(Dataset records)
Content starts

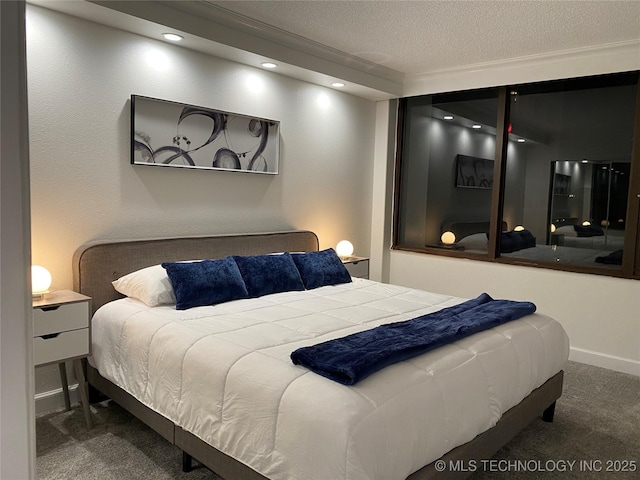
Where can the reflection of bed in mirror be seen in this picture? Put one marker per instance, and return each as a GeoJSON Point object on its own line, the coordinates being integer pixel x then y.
{"type": "Point", "coordinates": [473, 237]}
{"type": "Point", "coordinates": [599, 239]}
{"type": "Point", "coordinates": [568, 255]}
{"type": "Point", "coordinates": [601, 250]}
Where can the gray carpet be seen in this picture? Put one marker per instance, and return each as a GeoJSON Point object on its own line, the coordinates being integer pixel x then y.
{"type": "Point", "coordinates": [597, 425]}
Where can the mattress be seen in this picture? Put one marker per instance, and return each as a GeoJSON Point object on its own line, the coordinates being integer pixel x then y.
{"type": "Point", "coordinates": [224, 374]}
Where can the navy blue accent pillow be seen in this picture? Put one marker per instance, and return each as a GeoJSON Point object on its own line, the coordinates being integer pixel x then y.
{"type": "Point", "coordinates": [265, 274]}
{"type": "Point", "coordinates": [208, 282]}
{"type": "Point", "coordinates": [321, 268]}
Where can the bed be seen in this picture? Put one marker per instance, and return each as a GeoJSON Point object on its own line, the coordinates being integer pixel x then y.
{"type": "Point", "coordinates": [463, 401]}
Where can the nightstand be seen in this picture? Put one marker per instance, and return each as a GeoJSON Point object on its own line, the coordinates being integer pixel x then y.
{"type": "Point", "coordinates": [60, 333]}
{"type": "Point", "coordinates": [357, 266]}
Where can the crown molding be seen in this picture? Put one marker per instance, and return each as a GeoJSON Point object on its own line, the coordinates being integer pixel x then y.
{"type": "Point", "coordinates": [246, 40]}
{"type": "Point", "coordinates": [225, 17]}
{"type": "Point", "coordinates": [594, 60]}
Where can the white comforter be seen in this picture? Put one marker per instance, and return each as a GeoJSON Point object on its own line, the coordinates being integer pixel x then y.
{"type": "Point", "coordinates": [224, 374]}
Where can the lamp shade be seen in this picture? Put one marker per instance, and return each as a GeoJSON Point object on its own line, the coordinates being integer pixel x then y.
{"type": "Point", "coordinates": [40, 280]}
{"type": "Point", "coordinates": [448, 238]}
{"type": "Point", "coordinates": [344, 248]}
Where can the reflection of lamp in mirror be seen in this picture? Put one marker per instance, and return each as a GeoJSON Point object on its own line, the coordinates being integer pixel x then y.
{"type": "Point", "coordinates": [448, 238]}
{"type": "Point", "coordinates": [40, 281]}
{"type": "Point", "coordinates": [344, 249]}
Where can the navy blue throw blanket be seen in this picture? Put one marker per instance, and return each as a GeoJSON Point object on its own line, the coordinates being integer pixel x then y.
{"type": "Point", "coordinates": [349, 359]}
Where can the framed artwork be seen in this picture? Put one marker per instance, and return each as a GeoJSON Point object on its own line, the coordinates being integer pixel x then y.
{"type": "Point", "coordinates": [171, 134]}
{"type": "Point", "coordinates": [474, 172]}
{"type": "Point", "coordinates": [561, 184]}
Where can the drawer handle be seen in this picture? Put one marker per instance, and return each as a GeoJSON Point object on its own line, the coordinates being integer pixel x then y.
{"type": "Point", "coordinates": [50, 309]}
{"type": "Point", "coordinates": [50, 336]}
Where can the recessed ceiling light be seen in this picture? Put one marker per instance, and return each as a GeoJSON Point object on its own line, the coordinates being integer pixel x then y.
{"type": "Point", "coordinates": [172, 37]}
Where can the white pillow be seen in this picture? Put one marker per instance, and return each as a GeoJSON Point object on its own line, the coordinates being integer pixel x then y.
{"type": "Point", "coordinates": [150, 285]}
{"type": "Point", "coordinates": [477, 241]}
{"type": "Point", "coordinates": [567, 231]}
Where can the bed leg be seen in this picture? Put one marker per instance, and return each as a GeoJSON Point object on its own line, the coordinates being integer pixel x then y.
{"type": "Point", "coordinates": [547, 415]}
{"type": "Point", "coordinates": [186, 462]}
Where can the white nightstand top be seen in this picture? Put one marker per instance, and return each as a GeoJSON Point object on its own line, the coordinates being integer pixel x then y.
{"type": "Point", "coordinates": [59, 297]}
{"type": "Point", "coordinates": [353, 259]}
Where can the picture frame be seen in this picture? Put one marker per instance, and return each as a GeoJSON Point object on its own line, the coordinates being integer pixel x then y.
{"type": "Point", "coordinates": [561, 184]}
{"type": "Point", "coordinates": [172, 134]}
{"type": "Point", "coordinates": [474, 172]}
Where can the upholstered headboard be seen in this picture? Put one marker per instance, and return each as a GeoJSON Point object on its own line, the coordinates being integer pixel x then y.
{"type": "Point", "coordinates": [97, 264]}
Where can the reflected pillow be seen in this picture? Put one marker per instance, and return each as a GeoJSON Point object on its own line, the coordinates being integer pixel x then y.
{"type": "Point", "coordinates": [266, 274]}
{"type": "Point", "coordinates": [510, 242]}
{"type": "Point", "coordinates": [567, 231]}
{"type": "Point", "coordinates": [149, 285]}
{"type": "Point", "coordinates": [527, 239]}
{"type": "Point", "coordinates": [477, 241]}
{"type": "Point", "coordinates": [588, 230]}
{"type": "Point", "coordinates": [318, 269]}
{"type": "Point", "coordinates": [208, 282]}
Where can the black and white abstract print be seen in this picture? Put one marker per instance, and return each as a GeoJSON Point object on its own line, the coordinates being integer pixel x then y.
{"type": "Point", "coordinates": [177, 135]}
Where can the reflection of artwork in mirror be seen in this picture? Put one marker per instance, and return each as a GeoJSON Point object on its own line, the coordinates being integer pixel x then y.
{"type": "Point", "coordinates": [561, 184]}
{"type": "Point", "coordinates": [172, 134]}
{"type": "Point", "coordinates": [474, 172]}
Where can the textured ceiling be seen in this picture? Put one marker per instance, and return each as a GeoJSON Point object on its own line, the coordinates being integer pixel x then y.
{"type": "Point", "coordinates": [415, 37]}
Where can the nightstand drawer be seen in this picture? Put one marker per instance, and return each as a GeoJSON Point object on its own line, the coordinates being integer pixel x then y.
{"type": "Point", "coordinates": [358, 269]}
{"type": "Point", "coordinates": [60, 318]}
{"type": "Point", "coordinates": [61, 347]}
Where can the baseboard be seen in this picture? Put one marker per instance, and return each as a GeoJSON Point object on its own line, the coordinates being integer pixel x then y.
{"type": "Point", "coordinates": [54, 399]}
{"type": "Point", "coordinates": [611, 362]}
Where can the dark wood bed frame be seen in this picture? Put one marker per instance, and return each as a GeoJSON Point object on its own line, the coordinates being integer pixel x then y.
{"type": "Point", "coordinates": [97, 264]}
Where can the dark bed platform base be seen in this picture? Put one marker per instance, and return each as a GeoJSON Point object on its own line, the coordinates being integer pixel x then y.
{"type": "Point", "coordinates": [540, 402]}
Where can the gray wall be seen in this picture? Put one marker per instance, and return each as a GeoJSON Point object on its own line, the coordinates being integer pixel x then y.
{"type": "Point", "coordinates": [81, 76]}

Content ends

- Exercise directions -
Send back every record exactly as it stands, except the pictures.

- Answer to the exercise -
Where can the reflection of bed in mirror be seen in this picture? Put one marker per instance, and return each as a GeoJSON Point object on its own line, the coordinates being integer pixel x then y.
{"type": "Point", "coordinates": [473, 237]}
{"type": "Point", "coordinates": [599, 239]}
{"type": "Point", "coordinates": [568, 255]}
{"type": "Point", "coordinates": [601, 250]}
Where can the gray carpet be seen in this picture? Put one marker per instance, and return each as a GeoJSON Point object on its own line, the coordinates being integer pixel x then y.
{"type": "Point", "coordinates": [597, 425]}
Where can the mattress be seen in this picture? Put one marker per instance, and return each as a GeoJSON Point object on its own line, the coordinates being integer pixel x then y.
{"type": "Point", "coordinates": [224, 374]}
Where can the navy blue accent pillow be seen in this picture? Put one marker per instance, and return each as a GeoJSON Point object on its own line, the coordinates being integer pixel x then y.
{"type": "Point", "coordinates": [265, 274]}
{"type": "Point", "coordinates": [208, 282]}
{"type": "Point", "coordinates": [321, 268]}
Where can the bed be seen in this picture? Put one marker per instance, and return each as a GeoJSON Point object on its own line, the coordinates being integer pixel x then y.
{"type": "Point", "coordinates": [463, 401]}
Where can the nightstand be seen in this picture? Put one marker per instance, and return each as a GeoJSON Point object on its own line, the coordinates being integer pixel x then y.
{"type": "Point", "coordinates": [60, 333]}
{"type": "Point", "coordinates": [357, 266]}
Where can the crown molding be seen in this picture? Put one marker per instance, and return each as a GeoJSON Point object on its own line, the coordinates being integer pixel x then y.
{"type": "Point", "coordinates": [246, 40]}
{"type": "Point", "coordinates": [225, 17]}
{"type": "Point", "coordinates": [594, 60]}
Where can the white comforter be seen in this picture? Put one marker per instance, and return each as a GeoJSON Point object on its own line, the coordinates being integer pixel x then y.
{"type": "Point", "coordinates": [224, 374]}
Where can the lamp shade be seen in this picture? Put one marker per instance, and return each as a GeoJSON Point object on its own line, the coordinates being integer pixel x then y.
{"type": "Point", "coordinates": [40, 280]}
{"type": "Point", "coordinates": [448, 238]}
{"type": "Point", "coordinates": [344, 248]}
Where can the reflection of lamp in mirror be seen in this picture? Put one marker per instance, and return each as a GeoJSON Point object on its own line, the coordinates being integer pixel x then y.
{"type": "Point", "coordinates": [448, 238]}
{"type": "Point", "coordinates": [40, 281]}
{"type": "Point", "coordinates": [344, 249]}
Where can the navy blue throw blanket be seen in this picture? Put one marker per instance, and return each as a GeoJSON Point object on its own line, the coordinates being integer pixel x then y.
{"type": "Point", "coordinates": [349, 359]}
Where can the framed artwork be seen in this picture? Put one marker per instance, and return each as a GeoJSON Point object on its own line, the coordinates being integer pixel x then y.
{"type": "Point", "coordinates": [171, 134]}
{"type": "Point", "coordinates": [474, 172]}
{"type": "Point", "coordinates": [561, 184]}
Where can the drawer handle be seen in this picture? Put one marker per instance, and return each as a GeoJSON Point object on its own line, the coordinates being integer pixel x then y.
{"type": "Point", "coordinates": [50, 309]}
{"type": "Point", "coordinates": [50, 336]}
Where can the recessed ceiling light be seen in this picture? Put one marker per instance, and return each as a GeoJSON Point object on its own line, the coordinates being integer pixel x then y.
{"type": "Point", "coordinates": [172, 37]}
Where can the white pillow be seen in this picture? Put one marker per instance, and return each as a GeoJSON Point object on its own line, the coordinates being integer pixel x then y.
{"type": "Point", "coordinates": [150, 285]}
{"type": "Point", "coordinates": [477, 241]}
{"type": "Point", "coordinates": [567, 231]}
Where can the bed leg be seen in this picture? Put one marker per instance, and return each as a GeoJSON Point object on its own line, the coordinates being integer pixel x then y.
{"type": "Point", "coordinates": [547, 415]}
{"type": "Point", "coordinates": [186, 462]}
Where can the white nightstand top be seen in this picture? Put one marker per instance, and return each as a GeoJSON Point object on its own line, the coordinates being integer pixel x then y.
{"type": "Point", "coordinates": [59, 297]}
{"type": "Point", "coordinates": [353, 259]}
Where can the picture frame be seen in this picture? Put one marker per instance, and return each as a GeoJSON Point object on its own line, the coordinates being integer pixel x then y.
{"type": "Point", "coordinates": [561, 184]}
{"type": "Point", "coordinates": [172, 134]}
{"type": "Point", "coordinates": [474, 172]}
Where can the upholstered headboard be seen in this picture? Put one marker per instance, and return each as a GeoJSON Point object on its own line, the coordinates being integer pixel x then y.
{"type": "Point", "coordinates": [97, 264]}
Where can the reflected pillow be seen in this picture? Put one marker per instance, and return each as a GeoJSON Point object on its own line, the coordinates being integer pixel x then y.
{"type": "Point", "coordinates": [266, 274]}
{"type": "Point", "coordinates": [510, 242]}
{"type": "Point", "coordinates": [567, 231]}
{"type": "Point", "coordinates": [149, 285]}
{"type": "Point", "coordinates": [527, 239]}
{"type": "Point", "coordinates": [477, 241]}
{"type": "Point", "coordinates": [588, 230]}
{"type": "Point", "coordinates": [318, 269]}
{"type": "Point", "coordinates": [208, 282]}
Where can the black and white abstract print be seen in this picture? Put one marker per instance, and return each as a GeoJSON Point object on its own line, the coordinates being integer pixel x then y.
{"type": "Point", "coordinates": [177, 135]}
Where can the reflection of artwork in mirror be seen in this picture? Put one marker per instance, and return each as a GeoJSON Point object on its own line, the coordinates being integer pixel x then y.
{"type": "Point", "coordinates": [561, 184]}
{"type": "Point", "coordinates": [172, 134]}
{"type": "Point", "coordinates": [474, 172]}
Where can the textured ceiling be seen in this picture? Put one marker per instance, and return each as a GeoJSON Point object on its own line, the coordinates being integer pixel x then y.
{"type": "Point", "coordinates": [415, 37]}
Where can the nightstand drawer be seen in this picture? Put one marker per instance, and return each as a GeoJSON Point object on its own line, the coordinates being integer pixel x then y.
{"type": "Point", "coordinates": [358, 269]}
{"type": "Point", "coordinates": [60, 318]}
{"type": "Point", "coordinates": [61, 347]}
Where can the baseboard be seen in this picture? Put one marker per instance, and return each as a GeoJSON Point object on its own line, the coordinates being integer pixel x then y.
{"type": "Point", "coordinates": [54, 399]}
{"type": "Point", "coordinates": [611, 362]}
Where can the dark wood bed frame be seen in this picture? Put one marker per instance, and return each as a GeoJSON Point object on its own line, the coordinates being integer pixel x then y.
{"type": "Point", "coordinates": [97, 264]}
Where can the dark bed platform base be seen in this picture? Put one marker per instance, and return each as a GeoJSON Point object on its own line, the coordinates being integer pixel x then y.
{"type": "Point", "coordinates": [540, 402]}
Where can the gray wall be seen in this picture? Put one marker per instance, and return each as a GeoJSON Point object on its own line, the coordinates being integer pixel x then y.
{"type": "Point", "coordinates": [81, 76]}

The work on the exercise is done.